STATED TASK A = Reproduce the part of the audio gear craftsmanship column starting with "Craftsmanship typically comes" and going on through "the short term.".
STATED TASK B = According to the audio gear craftsmanship column, in what town are David Hill's Crane Song facilities located?
STATED TASK C = Write what comes next in the audio gear craftsmanship column, picking up after its last sentence.

SELECTED EXCERPT =
start

Craftsmanship typically comes to mind when describing the work involved with creating a physical object — such as how a luthier fashions a fine musical instrument. By extension, craftsmanship also applies to the work we do — the arts and the sciences. Modern technology may not survive the centuries like a Stradivarius, but it is remarkable in the short term.

When I think about how our industry simultaneously embraces vacuum tubes and microprocessors, I can’t help but admire the ancients and their first crude tools. Step by step, humans have evolved and progressed, using each simple tool to make a better one. We like to imagine people like Georg Neumann or Bill Putnam sitting at their humble lab benches using mostly their ears and crude tools (by modern standards) to breathe life into their most enduring works of art.

Despite the capabilities of our most sophisticated tools, we currently lack the ability to fully analyze a “simple” signal transformer — a key component to classic gear. The same is true for the analytical tests used to evaluate audio gear. Two products can measure in much the same way as each other, yet one sounds better than the other. But I’m getting ahead of my list of things to explore in 2008.


Just like a great song begins with a flash of inspiration, that — plus countless hours of hard work — went into every remarkable piece of equipment we use. Chris Jenrick, aka “CJ” of, interviewed Rein Narma a few years ago. Narma’s name may not be familiar to you, although he was inducted into the Mix Foundation’s TECnology Hall of Fame during this year’s AES show. He designed what was to become one of the most popular compressor/limiters — in his basement — before bringing the prototype to Fairchild.

At the time, Narma (who is now 86) felt there were no signal processors that did justice to music. “Most were like using a hammer and chisel when they should have been using a scalpel,” said the inventor of the Fairchild 660. He designed the front panel, wrote the instruction manual and assembled the first 10 units. It’s kinda funny when you think about how signal processing is currently used/abused — so much of pop music is being smashed within an inch of its life. (It’s not a new problem.)

If imitation is the highest form of flattery, then the R&D of Neumann, Putnam, Narma and countless others is still paying off, although not necessarily for the creators. That production of their classics was dropped in favor of “progress” eventually made “us,” as an industry, appreciate what was missing. Certainly, the response to fill that void has been overwhelming, with a surprising increase of vintage/boutique/niche equipment specialists and manufacturers existing in the void created by the Harvard Business School mindset.


By contrast, I know a handful of tenacious geeks — modern masters — who embody the philosophy of that old phrase: “The quality goes in before the name goes on.” I had the recent pleasure of interviewing a few of them; their work, knowledge and opinions ring true for me and their customers. I’ve distilled the essence of those conversations into this column. The full interviews will be included with the online version of this column at

I recently visited David Hill’s Crane Song facilities in Superior, Wis. His lab, machine shop, offices and Inland Sea Recording Studio are located in the century-old main building. Gear production is in a nearby building. Hill lives within walking distance of his shop — keep in mind that winters can be cold in the land of the Edmund Fitzgerald. He does sessions four days a week to evaluate his works-in-progress, occasionally stopping the session to make tweaks.

end

DATA EXTRACT =

start

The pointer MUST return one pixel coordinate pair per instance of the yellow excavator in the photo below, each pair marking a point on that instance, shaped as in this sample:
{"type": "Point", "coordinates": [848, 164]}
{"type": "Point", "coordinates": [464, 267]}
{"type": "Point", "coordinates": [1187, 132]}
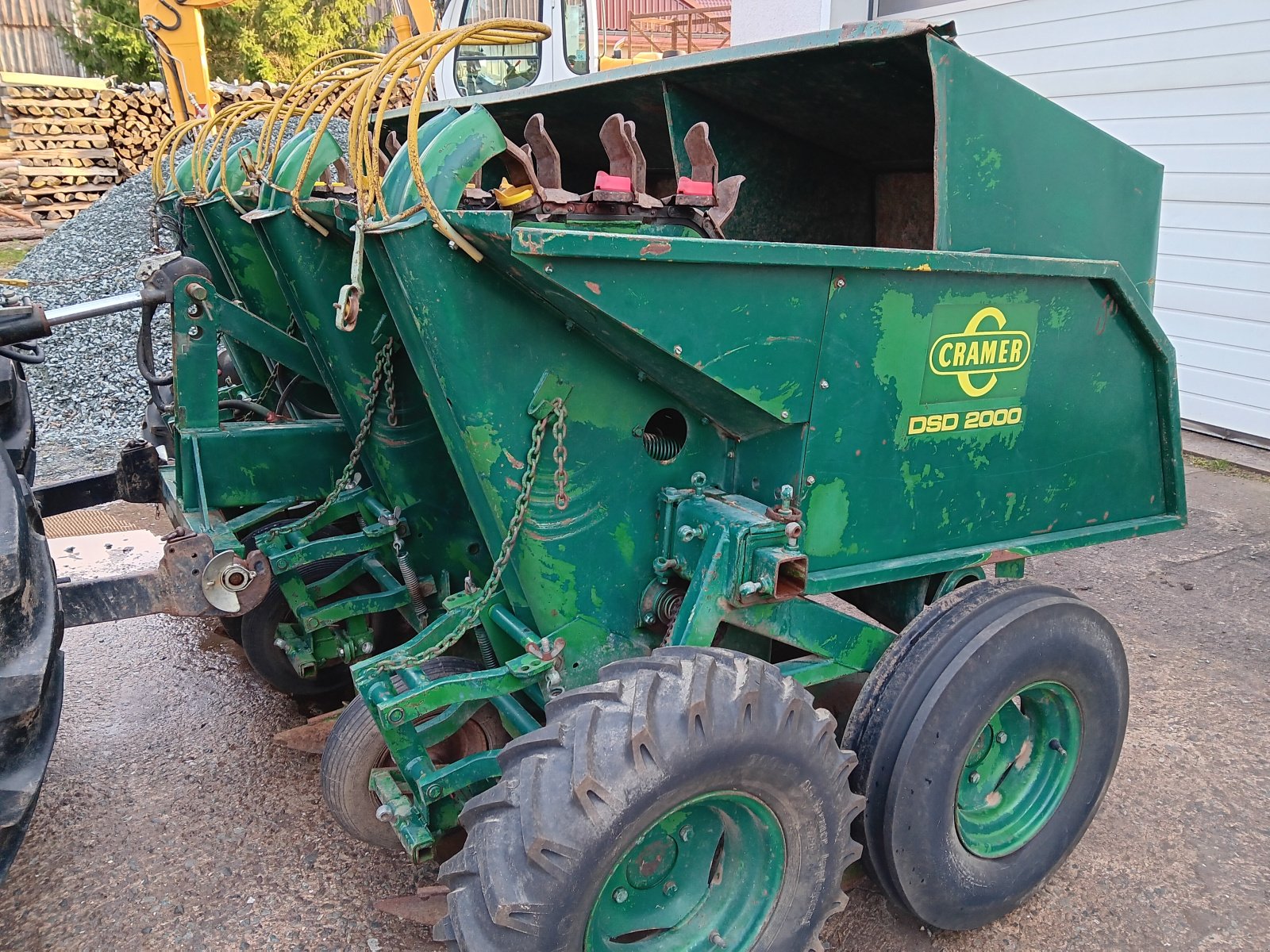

end

EXERCISE ANSWER A =
Craftsmanship typically comes to mind when describing the work involved with creating a physical object — such as how a luthier fashions a fine musical instrument. By extension, craftsmanship also applies to the work we do — the arts and the sciences. Modern technology may not survive the centuries like a Stradivarius, but it is remarkable in the short term.

EXERCISE ANSWER B = Superior, Wis.

EXERCISE ANSWER C =
Hill is a man of many disciplines, and while he’s not alone in this category his integrated facility is remarkable in many ways. He designed his studio and control room, including a 5.1 monitor system, its crossovers and the monitor controller. With the exception of a few Neve channels and his modified Spectrasonics console, all of the preamps and signal processing in the control room are Crane Song products. Hill built a computer-controlled interface for his milling machine. (It makes front panels and other needed hardware.) Crane Song products are made almost entirely in-house, one of the rare boutique manufacturers with its own pick-and-place, surface-mount fabrication machine.


Closer to home is Dan Kennedy’s Great River Electronics lab and production facility here in Minnesota. I love being able to say Kennedy is my “neighbor” — his home and his shop are 15 minutes from mine.

Like Crane Song, Great River products are crafted entirely in-house with the exception of the chassis and front panel. The company’s most recent hit is its NV Series (vintage Neve) preamp in a double-wide API 500 Series module. Kennedy has built quite a few microphones, tests his gear at a nearby studio in which he is a partner and has an impressive vinyl collection. With his business partner and programmer, Dennis Pfab, the company also does industrial control and communications products.


About 10 years ago, I was handed a pristine (unopened, unused) Telefunken U47 with a bad capsule. I spoke at length with the late Stephen Paul, who was the authority on microphones and capsule tweaks. Paul was an extremely chatty guy, very helpful — he wrote a brilliant article (reprinted at about how the U47 grille contributed to its signature frequency response. I wanted him to re-skin the capsule, but when he would only do the entire job I got up the courage to ask kindergarten-level questions to people like David Josephson (at Josephson Engineering) and Russ Hamm (then of G-Prime and formerly of Gotham Audio). Hamm wrote the famous “Tubes vs. Transistors” treatise back in the early ’70s.

Josephson’s response to a question I asked about microphone design is applicable to, and in concert with, what all of these hardworking engineers have in common. He said, “Don’t focus too hard on what you can see on the outside of a microphone. The details you can see may — or may not — be more important than the details you can’t” — a philosophy worth being tattooed on a body part. Josephson Engineering manufactures microphones and capsules from the brass up.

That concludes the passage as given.